**Directions for this task:**
Set down each line from the start of the material exactly, please, up to and including the one that contains "object: desk divider".

══ Dataset extract

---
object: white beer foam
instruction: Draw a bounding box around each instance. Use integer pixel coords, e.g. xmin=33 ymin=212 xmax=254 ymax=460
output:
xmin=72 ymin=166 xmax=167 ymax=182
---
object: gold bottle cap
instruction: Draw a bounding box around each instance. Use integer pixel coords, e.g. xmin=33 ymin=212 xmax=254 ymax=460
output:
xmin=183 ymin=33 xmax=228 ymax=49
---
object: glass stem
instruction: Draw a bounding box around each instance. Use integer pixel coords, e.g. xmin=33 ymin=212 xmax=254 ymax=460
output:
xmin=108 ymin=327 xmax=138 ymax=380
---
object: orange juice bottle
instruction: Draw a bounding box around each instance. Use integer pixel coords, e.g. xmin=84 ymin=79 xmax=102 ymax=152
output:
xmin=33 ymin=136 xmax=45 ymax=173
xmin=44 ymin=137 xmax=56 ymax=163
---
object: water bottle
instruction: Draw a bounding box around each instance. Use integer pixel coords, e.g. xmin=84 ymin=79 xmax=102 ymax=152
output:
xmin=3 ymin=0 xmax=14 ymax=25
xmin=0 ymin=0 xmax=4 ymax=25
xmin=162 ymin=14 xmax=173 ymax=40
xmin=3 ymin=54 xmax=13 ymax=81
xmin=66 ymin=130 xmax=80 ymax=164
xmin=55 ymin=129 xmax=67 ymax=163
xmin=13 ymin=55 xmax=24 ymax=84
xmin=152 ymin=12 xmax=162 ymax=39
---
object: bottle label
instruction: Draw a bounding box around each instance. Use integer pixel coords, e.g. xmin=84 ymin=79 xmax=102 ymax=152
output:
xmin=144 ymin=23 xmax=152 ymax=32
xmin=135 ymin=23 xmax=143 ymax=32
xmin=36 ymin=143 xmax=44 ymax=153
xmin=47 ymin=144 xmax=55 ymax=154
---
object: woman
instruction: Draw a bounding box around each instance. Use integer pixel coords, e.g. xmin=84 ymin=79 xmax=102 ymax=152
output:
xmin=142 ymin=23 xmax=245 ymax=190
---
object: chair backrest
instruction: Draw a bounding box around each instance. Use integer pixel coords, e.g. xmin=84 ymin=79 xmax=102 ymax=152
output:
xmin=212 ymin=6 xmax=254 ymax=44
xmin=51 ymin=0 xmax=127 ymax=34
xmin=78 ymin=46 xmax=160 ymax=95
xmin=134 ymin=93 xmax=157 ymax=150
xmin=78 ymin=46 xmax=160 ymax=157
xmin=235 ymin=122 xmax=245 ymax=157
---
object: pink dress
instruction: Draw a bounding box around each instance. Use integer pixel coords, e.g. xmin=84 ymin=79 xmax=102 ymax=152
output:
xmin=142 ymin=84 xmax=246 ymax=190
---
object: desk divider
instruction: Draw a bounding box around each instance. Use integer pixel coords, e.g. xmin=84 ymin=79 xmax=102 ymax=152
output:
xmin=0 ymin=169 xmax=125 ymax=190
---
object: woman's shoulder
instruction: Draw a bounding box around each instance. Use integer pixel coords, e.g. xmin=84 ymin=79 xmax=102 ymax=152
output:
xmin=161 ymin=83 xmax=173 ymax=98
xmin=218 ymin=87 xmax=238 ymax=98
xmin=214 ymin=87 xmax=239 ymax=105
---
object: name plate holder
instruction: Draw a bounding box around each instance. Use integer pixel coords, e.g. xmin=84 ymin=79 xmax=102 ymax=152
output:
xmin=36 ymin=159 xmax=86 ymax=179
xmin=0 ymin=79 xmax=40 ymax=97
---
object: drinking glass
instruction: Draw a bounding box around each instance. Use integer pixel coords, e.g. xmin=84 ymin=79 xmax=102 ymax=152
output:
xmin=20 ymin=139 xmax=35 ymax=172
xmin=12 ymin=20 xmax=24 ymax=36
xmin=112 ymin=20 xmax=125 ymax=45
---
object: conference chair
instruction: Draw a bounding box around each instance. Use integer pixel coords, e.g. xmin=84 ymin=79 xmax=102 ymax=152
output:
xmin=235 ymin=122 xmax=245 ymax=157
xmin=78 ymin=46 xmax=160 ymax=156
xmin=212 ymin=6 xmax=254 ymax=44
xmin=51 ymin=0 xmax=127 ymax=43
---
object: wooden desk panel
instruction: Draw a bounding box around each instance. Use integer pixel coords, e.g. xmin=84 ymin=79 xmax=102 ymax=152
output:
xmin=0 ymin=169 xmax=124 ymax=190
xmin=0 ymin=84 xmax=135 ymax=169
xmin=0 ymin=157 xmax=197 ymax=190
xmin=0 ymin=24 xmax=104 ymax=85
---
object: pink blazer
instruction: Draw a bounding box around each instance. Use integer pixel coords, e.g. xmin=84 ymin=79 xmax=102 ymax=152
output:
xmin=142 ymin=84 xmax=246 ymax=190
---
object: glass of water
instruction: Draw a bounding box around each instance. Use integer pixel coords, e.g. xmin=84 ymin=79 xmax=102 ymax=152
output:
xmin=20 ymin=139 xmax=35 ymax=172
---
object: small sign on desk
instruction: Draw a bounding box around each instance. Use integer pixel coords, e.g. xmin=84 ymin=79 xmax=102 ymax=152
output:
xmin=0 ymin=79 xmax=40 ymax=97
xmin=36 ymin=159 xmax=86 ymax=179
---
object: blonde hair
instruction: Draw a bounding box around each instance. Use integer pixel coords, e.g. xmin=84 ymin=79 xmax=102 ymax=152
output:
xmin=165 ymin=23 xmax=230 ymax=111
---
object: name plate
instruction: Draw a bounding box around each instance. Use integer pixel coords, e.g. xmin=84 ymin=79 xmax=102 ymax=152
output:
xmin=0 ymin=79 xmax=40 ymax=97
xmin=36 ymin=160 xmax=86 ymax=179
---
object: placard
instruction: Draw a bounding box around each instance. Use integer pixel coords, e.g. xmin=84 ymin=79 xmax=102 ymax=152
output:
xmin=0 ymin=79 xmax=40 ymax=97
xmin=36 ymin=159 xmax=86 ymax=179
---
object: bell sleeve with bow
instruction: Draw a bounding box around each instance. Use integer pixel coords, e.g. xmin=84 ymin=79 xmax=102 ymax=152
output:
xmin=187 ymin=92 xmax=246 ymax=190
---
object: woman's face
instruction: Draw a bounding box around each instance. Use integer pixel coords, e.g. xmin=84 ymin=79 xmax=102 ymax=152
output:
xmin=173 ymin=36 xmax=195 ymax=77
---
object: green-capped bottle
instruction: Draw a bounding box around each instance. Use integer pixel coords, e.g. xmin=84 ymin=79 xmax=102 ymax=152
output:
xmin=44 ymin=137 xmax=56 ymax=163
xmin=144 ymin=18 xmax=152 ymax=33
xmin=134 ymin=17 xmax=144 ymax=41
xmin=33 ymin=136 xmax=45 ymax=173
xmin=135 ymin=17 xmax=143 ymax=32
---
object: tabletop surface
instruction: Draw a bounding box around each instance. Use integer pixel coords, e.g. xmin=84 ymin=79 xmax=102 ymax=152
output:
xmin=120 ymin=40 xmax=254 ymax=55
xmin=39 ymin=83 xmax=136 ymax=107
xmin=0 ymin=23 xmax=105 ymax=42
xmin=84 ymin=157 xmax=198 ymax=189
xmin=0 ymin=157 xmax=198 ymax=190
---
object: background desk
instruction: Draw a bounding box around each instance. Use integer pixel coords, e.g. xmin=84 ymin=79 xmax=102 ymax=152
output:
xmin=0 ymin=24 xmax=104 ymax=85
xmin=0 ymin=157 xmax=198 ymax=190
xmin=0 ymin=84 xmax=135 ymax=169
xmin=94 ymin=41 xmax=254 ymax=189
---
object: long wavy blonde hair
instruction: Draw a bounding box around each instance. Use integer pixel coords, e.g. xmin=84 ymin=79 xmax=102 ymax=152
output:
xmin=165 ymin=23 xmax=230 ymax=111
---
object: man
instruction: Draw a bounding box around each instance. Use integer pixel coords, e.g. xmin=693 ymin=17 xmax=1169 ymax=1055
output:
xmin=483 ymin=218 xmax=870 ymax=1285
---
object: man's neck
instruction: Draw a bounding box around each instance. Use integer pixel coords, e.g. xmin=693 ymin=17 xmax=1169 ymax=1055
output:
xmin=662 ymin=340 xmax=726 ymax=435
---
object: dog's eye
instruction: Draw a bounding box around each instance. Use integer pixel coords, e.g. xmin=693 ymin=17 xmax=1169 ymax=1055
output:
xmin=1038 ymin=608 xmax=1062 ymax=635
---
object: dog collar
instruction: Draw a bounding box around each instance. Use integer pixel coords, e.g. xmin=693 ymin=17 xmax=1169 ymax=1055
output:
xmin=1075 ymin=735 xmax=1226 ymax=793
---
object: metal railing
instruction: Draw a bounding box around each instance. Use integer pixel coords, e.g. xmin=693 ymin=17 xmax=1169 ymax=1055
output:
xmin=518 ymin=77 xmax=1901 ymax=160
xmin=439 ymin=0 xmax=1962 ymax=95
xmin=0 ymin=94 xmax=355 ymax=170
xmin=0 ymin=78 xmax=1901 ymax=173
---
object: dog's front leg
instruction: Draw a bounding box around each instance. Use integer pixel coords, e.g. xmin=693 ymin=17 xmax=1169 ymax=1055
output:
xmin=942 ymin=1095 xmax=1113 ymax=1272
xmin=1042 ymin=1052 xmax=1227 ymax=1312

════

**Solution:**
---
object: white beer foam
instruction: Draw a bounding box around each instance. Use integer pixel coords, e.g. xmin=33 ymin=212 xmax=254 ymax=460
output:
xmin=72 ymin=166 xmax=167 ymax=182
---
object: gold bottle cap
instruction: Draw a bounding box around each instance. Use integer pixel coords, e.g. xmin=33 ymin=212 xmax=254 ymax=460
output:
xmin=183 ymin=33 xmax=228 ymax=49
---
object: glass stem
instruction: Draw a bounding box around each instance. Use integer pixel coords, e.g. xmin=33 ymin=212 xmax=254 ymax=460
output:
xmin=108 ymin=327 xmax=138 ymax=380
---
object: orange juice bottle
instruction: Draw a bounding box around each instance. Use integer pixel coords, e.g. xmin=84 ymin=79 xmax=102 ymax=152
output:
xmin=33 ymin=136 xmax=45 ymax=173
xmin=44 ymin=137 xmax=56 ymax=163
---
object: water bottle
instruction: Draw a bounding box around each instance. Use integer pixel coords, e.g. xmin=84 ymin=79 xmax=102 ymax=152
output:
xmin=3 ymin=0 xmax=14 ymax=25
xmin=0 ymin=0 xmax=4 ymax=25
xmin=162 ymin=14 xmax=173 ymax=40
xmin=3 ymin=54 xmax=13 ymax=81
xmin=66 ymin=130 xmax=80 ymax=164
xmin=55 ymin=129 xmax=67 ymax=163
xmin=13 ymin=55 xmax=24 ymax=84
xmin=152 ymin=12 xmax=162 ymax=39
---
object: bottle label
instruction: Draw a bounding box around each instance. Use integer pixel coords, e.g. xmin=84 ymin=79 xmax=102 ymax=152
output:
xmin=144 ymin=23 xmax=152 ymax=32
xmin=135 ymin=23 xmax=143 ymax=32
xmin=36 ymin=143 xmax=44 ymax=153
xmin=47 ymin=144 xmax=55 ymax=154
---
object: woman
instruction: Draw a bounding box around each instance. Use integer pixel coords, e.g. xmin=84 ymin=79 xmax=102 ymax=152
output:
xmin=142 ymin=23 xmax=245 ymax=190
---
object: chair backrest
instruction: Draw a bounding box around each instance. Use integer pixel coords, e.g. xmin=84 ymin=79 xmax=102 ymax=152
output:
xmin=212 ymin=6 xmax=254 ymax=44
xmin=51 ymin=0 xmax=127 ymax=34
xmin=78 ymin=46 xmax=160 ymax=95
xmin=134 ymin=93 xmax=157 ymax=150
xmin=78 ymin=46 xmax=160 ymax=157
xmin=235 ymin=122 xmax=245 ymax=157
---
object: pink dress
instruction: Draw a bounding box around each instance. Use integer pixel coords, e.g. xmin=84 ymin=79 xmax=102 ymax=152
output:
xmin=142 ymin=84 xmax=246 ymax=190
---
object: desk divider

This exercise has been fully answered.